▶ [Objective]: Pull every line from the material below that contains the string "person", treating uppercase and lowercase letters as different.

▶ [Provided information]:
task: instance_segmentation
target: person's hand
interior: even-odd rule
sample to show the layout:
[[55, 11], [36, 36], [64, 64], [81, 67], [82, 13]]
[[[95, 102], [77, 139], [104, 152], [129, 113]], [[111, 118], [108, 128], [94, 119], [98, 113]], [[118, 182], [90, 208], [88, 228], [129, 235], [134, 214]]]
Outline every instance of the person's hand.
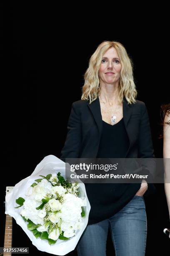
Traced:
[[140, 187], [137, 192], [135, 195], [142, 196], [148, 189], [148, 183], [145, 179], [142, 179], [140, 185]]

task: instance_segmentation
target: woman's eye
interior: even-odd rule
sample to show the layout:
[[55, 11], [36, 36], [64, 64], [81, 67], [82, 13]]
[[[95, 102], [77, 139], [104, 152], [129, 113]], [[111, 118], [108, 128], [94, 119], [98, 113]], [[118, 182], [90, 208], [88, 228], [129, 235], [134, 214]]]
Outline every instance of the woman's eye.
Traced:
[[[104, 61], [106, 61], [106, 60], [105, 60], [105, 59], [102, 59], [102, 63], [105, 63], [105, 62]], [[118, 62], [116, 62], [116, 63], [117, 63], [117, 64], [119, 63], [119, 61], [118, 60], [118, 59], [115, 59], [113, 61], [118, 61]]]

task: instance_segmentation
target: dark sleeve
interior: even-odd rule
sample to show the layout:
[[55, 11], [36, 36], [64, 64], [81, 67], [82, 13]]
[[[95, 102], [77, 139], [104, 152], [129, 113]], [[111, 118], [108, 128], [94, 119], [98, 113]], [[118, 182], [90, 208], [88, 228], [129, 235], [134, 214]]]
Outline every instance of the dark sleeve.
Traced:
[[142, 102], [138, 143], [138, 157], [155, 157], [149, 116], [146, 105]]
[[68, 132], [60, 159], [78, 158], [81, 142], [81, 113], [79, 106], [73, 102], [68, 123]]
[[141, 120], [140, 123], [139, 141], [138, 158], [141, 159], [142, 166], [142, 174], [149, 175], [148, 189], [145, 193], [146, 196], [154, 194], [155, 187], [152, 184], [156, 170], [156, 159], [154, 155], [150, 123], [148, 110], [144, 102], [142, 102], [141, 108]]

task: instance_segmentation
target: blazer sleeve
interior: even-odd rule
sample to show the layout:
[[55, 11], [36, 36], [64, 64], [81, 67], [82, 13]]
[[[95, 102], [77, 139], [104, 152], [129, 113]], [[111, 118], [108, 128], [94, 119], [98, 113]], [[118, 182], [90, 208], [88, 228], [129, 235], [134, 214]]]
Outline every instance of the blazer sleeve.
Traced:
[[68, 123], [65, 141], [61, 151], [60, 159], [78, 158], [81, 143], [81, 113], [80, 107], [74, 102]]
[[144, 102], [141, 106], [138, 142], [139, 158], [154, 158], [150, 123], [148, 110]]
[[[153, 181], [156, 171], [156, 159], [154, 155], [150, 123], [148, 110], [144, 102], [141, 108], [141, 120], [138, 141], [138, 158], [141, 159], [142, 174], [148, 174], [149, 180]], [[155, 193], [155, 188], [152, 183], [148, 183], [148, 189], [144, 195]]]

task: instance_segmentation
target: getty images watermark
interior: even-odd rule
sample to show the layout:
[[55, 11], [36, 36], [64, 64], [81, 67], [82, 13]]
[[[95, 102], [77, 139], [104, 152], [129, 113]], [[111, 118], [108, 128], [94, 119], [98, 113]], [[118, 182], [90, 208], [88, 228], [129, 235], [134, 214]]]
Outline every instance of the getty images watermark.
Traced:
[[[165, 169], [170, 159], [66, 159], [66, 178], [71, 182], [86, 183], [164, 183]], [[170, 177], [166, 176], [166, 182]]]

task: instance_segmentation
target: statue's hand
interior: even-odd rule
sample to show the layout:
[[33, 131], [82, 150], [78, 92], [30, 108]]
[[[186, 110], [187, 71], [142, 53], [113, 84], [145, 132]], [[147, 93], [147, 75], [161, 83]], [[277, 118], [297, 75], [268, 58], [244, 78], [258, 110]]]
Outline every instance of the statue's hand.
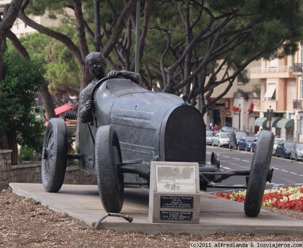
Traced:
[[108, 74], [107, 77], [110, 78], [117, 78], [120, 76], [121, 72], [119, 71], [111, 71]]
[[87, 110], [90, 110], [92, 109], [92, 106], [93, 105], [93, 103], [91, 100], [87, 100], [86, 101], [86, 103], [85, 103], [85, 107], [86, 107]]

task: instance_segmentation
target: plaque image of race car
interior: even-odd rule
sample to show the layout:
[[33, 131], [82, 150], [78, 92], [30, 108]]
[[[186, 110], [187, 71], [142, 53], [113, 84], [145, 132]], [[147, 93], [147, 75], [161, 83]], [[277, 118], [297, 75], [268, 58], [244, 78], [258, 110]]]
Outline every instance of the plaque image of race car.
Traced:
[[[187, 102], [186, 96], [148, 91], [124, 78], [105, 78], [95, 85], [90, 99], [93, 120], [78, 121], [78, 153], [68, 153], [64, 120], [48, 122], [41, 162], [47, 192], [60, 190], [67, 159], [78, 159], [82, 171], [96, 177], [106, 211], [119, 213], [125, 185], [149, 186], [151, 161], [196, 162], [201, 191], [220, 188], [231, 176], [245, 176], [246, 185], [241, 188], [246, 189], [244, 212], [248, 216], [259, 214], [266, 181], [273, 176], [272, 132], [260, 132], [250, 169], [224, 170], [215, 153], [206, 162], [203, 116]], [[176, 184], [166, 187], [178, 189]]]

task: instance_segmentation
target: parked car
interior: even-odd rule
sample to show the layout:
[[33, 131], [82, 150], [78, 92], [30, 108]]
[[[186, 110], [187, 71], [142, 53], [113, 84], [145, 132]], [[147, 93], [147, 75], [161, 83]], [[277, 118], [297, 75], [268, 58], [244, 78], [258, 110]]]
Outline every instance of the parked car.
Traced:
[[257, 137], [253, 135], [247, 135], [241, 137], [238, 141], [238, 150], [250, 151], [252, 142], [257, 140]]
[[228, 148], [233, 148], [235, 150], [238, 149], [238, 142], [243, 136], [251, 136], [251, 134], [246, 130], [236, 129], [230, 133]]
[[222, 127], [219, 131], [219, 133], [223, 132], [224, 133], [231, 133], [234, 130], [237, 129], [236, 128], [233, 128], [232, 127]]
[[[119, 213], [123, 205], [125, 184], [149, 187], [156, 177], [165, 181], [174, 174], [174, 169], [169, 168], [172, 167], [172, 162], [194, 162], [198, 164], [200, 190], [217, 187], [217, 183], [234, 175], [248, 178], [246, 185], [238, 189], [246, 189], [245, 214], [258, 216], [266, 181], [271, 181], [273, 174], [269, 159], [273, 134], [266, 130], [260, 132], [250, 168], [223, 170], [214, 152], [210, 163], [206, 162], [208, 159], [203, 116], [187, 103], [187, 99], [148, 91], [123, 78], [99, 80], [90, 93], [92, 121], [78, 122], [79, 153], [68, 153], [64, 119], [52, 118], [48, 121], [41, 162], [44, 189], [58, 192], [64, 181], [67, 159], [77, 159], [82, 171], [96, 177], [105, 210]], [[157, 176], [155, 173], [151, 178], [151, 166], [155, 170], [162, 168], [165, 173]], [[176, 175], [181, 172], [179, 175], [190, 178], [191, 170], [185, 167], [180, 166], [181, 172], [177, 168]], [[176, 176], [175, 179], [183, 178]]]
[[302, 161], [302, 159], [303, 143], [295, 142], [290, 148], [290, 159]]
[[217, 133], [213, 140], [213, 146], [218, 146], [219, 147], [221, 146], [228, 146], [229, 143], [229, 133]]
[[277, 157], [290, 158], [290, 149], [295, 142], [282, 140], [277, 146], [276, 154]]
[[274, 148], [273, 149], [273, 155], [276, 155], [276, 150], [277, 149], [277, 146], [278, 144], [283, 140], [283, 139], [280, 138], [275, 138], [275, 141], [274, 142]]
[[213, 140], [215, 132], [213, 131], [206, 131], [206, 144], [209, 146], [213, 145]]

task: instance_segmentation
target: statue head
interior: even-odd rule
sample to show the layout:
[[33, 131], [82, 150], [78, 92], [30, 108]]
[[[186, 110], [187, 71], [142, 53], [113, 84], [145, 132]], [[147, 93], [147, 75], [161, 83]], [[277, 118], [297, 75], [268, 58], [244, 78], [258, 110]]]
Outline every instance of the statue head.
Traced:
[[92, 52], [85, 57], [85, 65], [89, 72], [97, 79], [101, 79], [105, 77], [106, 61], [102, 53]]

▶ [The output]:
target: person's hand
Outline every instance of the person's hand.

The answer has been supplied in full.